A: One of them was cabin cleanup, which was whoever had the cleanest cabins at the end of the week won, and we won (Blue Jays won). Guess what our prize was? Breakfast in our cabin. We got to sleep in 15 minutes late on Saturday and our counselors brought us breakfast. Another event I liked was color wars. Color Wars is when the whole camp volunteers for a bunch of different activities. There are three teams—red/superheroes, purple/supernatural (my team), and green/super-villains. Some of the activities were dodge ball, four-legged race, a kayaking race, sink the canoe (a game where 12 people from each team go in the water and 6 people on either side of the canoe and a counselor was on each end. One counselor was in the water holding the canoe underneath and another was sitting on it. When they said go all the kids would start splashing as much water as possible into the canoe and whoever sank the canoe first won). There was watermelon relay where several people from each team would go into the water in a line and turn around and one person would start by passing the watermelon over their head, the next person would pass it under their legs. They would do it in a pattern until they go to the last person. The first person to get it back to the crate won. There was tube relay where the first person would lie on their belly on the tube and paddle across the lake. When they got to the other side they would give the tube to the person waiting for them and they would swim to shore. The person who got the tube got on the tube and swam across to the dock where everyone was waiting. The first team to complete that won. There was also smallest splash off the waterslide and biggest splash off the high dive.

Q: Tell me about your cabin.

A: There were seven kids who slept there including me and there was one person who came as a day camper. It was the first year at camp for everyone in my cabin. My closest friends were named Oakley and Ellie. The counselors were named Kate and Maria. Kate is from Russia and Maria is from Spain. At bedtime Kate would sing a Russian lullaby to us to help us fall asleep. Maria woke us up in the morning. When my fan stopped working, Maria came over to my bed at night and blow on me and stroke my hair. Another girl in my cabin, Lauren, was pretty crazy. Every day she did yoga and everyone’s favorite pose to watch her do was the crazy dancer. She made up yoga poses. Sometimes during cabin time Lauren would do hilarious shows on her bed, sometimes with other people. In one of the shows she tried to imitate everyone’s voices, that didn’t work out so well. At bedtime she didn’t like to shower so she would have a huge fake temper tantrum. One night when the counselors finally got her into the bathroom she said, “can i sing in the shower?” and we said sure, just not too loud. So she immediately started singing “Why you gotta be so cruel?”

= TASK ITEM =
Write what comes next in the camp interview, starting after its last sentence. The listing has no connection to the camp interview.

= DATA LISTING =
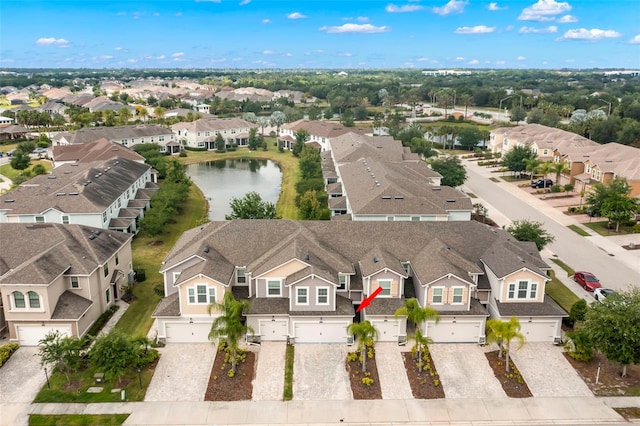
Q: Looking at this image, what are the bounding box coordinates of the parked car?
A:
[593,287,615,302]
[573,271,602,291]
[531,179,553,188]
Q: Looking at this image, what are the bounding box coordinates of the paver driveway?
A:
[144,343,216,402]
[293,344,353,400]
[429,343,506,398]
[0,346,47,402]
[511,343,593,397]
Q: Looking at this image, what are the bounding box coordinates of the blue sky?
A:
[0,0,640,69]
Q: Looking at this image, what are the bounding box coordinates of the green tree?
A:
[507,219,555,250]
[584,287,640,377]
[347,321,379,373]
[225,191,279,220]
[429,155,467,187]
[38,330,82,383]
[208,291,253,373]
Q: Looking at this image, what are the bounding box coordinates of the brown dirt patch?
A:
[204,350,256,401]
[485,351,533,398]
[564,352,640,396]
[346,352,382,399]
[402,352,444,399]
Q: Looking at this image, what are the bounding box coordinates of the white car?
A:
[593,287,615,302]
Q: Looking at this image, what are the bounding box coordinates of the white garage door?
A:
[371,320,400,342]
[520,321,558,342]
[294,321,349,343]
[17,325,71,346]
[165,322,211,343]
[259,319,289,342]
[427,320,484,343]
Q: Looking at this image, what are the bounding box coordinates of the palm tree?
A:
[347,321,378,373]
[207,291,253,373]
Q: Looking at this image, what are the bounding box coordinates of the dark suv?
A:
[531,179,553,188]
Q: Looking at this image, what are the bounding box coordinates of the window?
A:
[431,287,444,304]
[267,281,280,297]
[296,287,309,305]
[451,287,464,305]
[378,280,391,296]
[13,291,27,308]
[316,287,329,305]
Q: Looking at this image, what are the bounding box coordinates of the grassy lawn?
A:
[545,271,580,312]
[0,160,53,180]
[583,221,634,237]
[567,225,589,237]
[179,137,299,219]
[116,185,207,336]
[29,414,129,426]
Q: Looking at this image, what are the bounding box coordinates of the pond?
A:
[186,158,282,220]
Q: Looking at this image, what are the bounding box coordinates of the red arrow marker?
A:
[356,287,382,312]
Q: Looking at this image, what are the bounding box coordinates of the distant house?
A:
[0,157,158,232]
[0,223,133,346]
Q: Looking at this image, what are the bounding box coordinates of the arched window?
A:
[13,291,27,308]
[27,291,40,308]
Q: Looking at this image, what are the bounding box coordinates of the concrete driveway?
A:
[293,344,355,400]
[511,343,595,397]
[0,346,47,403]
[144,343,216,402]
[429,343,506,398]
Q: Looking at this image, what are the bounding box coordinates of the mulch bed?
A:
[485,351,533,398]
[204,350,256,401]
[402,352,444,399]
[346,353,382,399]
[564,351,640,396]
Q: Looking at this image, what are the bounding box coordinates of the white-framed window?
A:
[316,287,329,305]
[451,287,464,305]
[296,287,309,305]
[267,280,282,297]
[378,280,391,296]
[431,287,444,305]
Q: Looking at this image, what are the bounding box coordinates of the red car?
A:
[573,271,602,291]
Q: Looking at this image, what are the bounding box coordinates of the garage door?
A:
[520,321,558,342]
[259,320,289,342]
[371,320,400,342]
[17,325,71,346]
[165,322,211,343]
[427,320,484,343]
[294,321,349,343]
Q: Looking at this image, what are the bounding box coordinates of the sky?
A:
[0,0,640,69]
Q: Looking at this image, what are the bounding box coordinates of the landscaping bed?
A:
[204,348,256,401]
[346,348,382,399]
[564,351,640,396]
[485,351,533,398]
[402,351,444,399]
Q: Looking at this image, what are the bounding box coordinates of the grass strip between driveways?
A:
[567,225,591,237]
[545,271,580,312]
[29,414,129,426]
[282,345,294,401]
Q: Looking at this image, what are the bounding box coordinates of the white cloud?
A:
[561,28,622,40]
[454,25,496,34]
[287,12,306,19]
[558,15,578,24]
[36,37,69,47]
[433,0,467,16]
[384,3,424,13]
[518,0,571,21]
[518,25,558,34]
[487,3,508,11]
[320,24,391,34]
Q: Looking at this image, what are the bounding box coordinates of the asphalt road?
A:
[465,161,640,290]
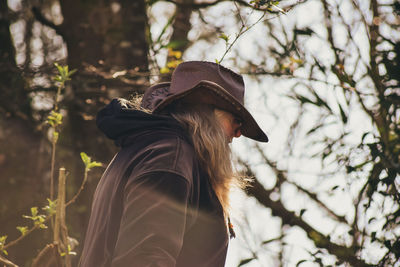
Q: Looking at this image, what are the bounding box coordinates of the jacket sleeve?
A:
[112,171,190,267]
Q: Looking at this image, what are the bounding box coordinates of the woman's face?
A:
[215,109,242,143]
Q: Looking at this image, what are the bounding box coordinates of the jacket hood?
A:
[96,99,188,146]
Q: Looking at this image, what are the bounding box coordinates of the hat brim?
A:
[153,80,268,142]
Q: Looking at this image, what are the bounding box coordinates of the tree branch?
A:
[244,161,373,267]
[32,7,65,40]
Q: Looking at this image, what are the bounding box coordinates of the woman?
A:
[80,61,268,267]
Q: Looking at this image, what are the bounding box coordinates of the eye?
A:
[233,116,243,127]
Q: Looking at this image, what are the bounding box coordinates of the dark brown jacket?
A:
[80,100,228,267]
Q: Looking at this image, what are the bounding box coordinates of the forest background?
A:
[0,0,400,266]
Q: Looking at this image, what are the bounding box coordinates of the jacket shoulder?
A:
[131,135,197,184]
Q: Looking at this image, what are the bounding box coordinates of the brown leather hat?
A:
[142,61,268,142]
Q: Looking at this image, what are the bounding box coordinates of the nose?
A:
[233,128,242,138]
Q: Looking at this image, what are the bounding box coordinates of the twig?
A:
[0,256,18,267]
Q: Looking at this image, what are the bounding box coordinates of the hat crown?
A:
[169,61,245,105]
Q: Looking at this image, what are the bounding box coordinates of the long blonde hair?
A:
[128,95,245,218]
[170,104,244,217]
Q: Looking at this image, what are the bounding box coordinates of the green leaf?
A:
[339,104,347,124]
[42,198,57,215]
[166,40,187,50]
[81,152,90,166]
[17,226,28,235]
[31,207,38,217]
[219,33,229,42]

= TASK RESULT =
Q: Did you get any mail at camp?

A: Yes, I got 13 pieces of mail, so much that I couldn’t even read it all while I was there. I had to read some of it on the way home in the car. It made me very happy to hear from people and lots of the letters were funny.

Q: Tell me about the horses.

A: I spent three hours every morning riding. My horse was named Chocolate Chip, but I called him Chip. The counselors called him Chipwich. I learned to trot and I learned how to go into two-point, which was holding on to the horse’s reins and mane and lifting your bottom up out of the saddle and holding your shoulders back. That’s to stay stable while the horse is trotting. One day one of the counselors made a big x in the middle of the indoor ring. The first three times my horse went over it, he trotted up like he was supposed to and then he slowed down and stepped over it. But the fourth time he jumped! I had not learned to jumped yet so I fell forward off the saddle and onto the horse’s neck and let go of the reins. I was just holding onto his mane. It was terrifying. There were five girls including me in my riding group. They were all at least two years older than me. One day we took a horse named Bugz Bunny to the river and rode bareback in a circle in the river. While we were waiting for our turn or after we had a turn we got to swim in the river. We could not go past the lifeguards. Even though there was a current we were perfectly safe.

Q: Tell me about the other swimming you did.

A: The first few days for free swim (after lunch) we went to the pool. The pool was very big and there was a diving board and a deep end but the deep end wasn’t roped off. Anyone could be there anytime and you didn’t have to wait for the diving board to be done. I went off the diving board a lot at the pool. At the lake there was rope swing, diving board, zipline, and high dive and water slide. I went off the diving board and I went on the rope swing but I never let go so I just came straight back to the counselors. Woopsie! I was going to go off the waterslide but free swim was over just as it was my turn.

Q: Tell me about your afternoon activities.

A: My first afternoon activity was archery. I hit the target! It was very tricky to though. There’s a lot more stuff to archery than you might think. My second afternoon activity was pottery. I made a little taco, a face that said ZR and CF for Zoe Rosso Camp Friendship, and I made a pot but I lost it. It was very lopsided though. Next year I would like to do gymnastics and fishing.

Q: Tell me about what you did at night.

A: On the first night we had campfire, when the whole camp went to a special area and a few counselors lit a big fire. And then after the fire a lot of people come up to the stage to perform. Counselors and campers performed songs, dances, skits, and plain old funny things. They taught us dances. Another night there was a big soccer game between the Camp Friendship counselors and counselors from another camp. Another night there was a big cookout where we had tacos. Two nights we made s’mores at a campfire in junior girls village. Another night we had a huge dance. Everybody came. They played songs like “Honey I’m Good,” a song from Mulan, “Shut Up and Dance with Me,” and “Uptown Funk.” I danced a lot. It was awesome.

Q: Do you want to go back?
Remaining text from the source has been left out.